'''

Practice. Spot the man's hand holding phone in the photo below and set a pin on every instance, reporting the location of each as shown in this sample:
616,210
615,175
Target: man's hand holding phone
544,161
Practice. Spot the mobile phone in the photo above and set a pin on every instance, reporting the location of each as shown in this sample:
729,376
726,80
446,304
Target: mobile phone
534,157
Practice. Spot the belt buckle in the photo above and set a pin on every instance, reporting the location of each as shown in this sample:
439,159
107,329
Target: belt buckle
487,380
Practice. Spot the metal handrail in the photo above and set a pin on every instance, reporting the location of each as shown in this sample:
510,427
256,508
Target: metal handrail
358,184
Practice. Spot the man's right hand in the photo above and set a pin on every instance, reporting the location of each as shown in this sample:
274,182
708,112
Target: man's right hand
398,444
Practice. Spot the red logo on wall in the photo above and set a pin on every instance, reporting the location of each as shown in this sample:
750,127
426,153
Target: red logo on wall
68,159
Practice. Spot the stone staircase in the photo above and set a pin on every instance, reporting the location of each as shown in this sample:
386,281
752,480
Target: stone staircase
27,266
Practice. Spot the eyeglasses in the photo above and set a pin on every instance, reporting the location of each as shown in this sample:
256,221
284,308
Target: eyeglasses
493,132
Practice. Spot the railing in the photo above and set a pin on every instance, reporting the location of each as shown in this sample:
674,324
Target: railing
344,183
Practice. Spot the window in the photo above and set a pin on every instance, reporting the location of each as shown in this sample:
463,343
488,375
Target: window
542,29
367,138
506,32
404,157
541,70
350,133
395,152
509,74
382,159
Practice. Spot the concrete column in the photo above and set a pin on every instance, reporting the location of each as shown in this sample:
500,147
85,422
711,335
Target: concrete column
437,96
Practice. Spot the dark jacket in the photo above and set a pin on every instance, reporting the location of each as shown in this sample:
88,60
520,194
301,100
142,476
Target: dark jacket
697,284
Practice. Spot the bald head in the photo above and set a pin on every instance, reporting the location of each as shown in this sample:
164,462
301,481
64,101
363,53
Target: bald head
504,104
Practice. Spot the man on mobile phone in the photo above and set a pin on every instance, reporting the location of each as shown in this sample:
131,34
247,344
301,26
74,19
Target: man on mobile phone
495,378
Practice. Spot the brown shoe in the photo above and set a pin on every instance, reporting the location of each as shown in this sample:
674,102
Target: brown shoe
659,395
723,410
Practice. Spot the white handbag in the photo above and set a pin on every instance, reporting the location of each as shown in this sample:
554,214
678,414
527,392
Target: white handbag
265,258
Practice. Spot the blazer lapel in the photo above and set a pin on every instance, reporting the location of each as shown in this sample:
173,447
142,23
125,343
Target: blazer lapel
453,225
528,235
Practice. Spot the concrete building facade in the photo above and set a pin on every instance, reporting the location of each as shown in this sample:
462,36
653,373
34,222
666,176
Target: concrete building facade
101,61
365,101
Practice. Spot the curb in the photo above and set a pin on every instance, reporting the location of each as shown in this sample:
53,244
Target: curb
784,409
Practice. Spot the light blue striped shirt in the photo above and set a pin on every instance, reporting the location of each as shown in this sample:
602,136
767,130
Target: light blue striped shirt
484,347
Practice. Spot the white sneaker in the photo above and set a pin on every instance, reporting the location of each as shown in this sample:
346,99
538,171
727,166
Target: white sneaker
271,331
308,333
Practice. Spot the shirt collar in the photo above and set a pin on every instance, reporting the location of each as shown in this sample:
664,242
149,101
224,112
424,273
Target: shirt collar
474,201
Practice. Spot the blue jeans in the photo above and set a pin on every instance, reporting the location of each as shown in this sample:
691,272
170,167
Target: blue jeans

'''
'''

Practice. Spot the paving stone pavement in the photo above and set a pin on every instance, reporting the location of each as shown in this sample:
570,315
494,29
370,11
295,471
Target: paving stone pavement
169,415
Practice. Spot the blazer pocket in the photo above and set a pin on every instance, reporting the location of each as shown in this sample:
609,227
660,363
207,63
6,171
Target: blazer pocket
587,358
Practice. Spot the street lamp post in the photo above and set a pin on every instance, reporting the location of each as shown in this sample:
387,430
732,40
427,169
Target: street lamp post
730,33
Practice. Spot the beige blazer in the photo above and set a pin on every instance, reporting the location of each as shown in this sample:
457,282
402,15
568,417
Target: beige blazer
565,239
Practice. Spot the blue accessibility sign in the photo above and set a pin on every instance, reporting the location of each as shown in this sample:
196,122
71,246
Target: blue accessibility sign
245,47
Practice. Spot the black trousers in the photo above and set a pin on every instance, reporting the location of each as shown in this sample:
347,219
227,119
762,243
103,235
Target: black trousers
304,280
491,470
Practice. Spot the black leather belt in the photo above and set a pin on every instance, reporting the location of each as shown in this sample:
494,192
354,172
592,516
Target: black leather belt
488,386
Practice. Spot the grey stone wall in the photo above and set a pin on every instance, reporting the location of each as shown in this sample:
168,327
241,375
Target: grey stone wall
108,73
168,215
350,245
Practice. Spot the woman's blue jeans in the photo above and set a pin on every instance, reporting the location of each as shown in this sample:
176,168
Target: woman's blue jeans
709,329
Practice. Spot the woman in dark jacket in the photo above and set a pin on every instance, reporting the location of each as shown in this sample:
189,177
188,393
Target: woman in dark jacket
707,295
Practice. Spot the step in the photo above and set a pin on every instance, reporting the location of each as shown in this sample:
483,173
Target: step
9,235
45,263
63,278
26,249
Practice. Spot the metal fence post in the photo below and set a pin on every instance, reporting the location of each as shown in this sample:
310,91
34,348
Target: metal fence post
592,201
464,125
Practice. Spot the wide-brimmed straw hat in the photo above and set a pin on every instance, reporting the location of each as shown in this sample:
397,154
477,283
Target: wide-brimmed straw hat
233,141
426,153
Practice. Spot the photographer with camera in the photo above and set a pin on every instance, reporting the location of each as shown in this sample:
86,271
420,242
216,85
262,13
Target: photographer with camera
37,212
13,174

'''
'''

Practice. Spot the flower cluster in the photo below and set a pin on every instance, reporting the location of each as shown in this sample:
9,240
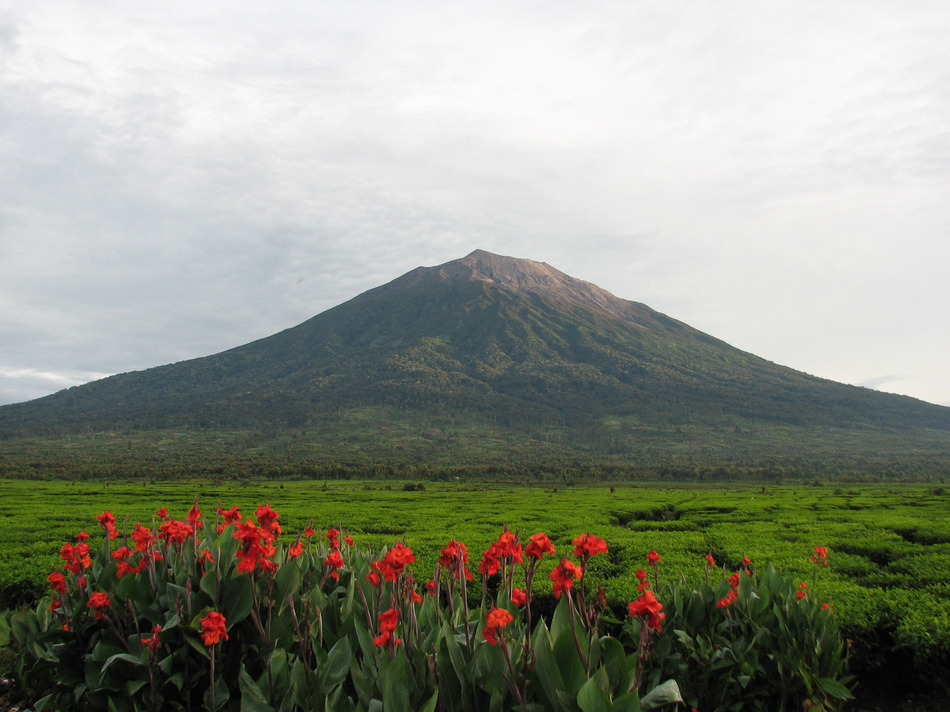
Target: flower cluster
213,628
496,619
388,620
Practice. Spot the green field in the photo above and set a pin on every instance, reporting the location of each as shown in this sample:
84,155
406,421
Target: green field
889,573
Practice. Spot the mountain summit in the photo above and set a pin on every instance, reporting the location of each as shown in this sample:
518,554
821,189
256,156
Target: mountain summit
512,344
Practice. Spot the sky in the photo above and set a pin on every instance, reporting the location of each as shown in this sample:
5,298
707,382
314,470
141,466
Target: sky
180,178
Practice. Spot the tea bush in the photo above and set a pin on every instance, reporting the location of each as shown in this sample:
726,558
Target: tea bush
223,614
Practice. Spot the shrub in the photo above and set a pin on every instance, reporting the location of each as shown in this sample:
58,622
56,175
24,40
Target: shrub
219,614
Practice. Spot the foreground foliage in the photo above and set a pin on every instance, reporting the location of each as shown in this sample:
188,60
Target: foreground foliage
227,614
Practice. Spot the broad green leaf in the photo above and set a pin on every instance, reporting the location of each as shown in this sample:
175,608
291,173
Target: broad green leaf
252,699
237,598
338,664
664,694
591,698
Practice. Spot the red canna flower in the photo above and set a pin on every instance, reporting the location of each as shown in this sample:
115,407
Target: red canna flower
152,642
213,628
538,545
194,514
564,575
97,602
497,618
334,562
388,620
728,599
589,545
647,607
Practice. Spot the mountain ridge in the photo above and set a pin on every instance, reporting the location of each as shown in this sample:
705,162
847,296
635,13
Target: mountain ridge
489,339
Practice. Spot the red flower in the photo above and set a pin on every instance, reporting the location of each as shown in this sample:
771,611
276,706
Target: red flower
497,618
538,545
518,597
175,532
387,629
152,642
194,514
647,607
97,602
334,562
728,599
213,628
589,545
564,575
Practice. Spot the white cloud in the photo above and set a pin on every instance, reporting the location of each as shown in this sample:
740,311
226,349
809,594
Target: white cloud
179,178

'''

SHORT EXERCISE.
Copy out every line of the items above that contains the word "step".

REPLY.
Practice. Spot the step in the photo above and set a pin on every instance, reporting the location of each as shown in this sample:
Target: step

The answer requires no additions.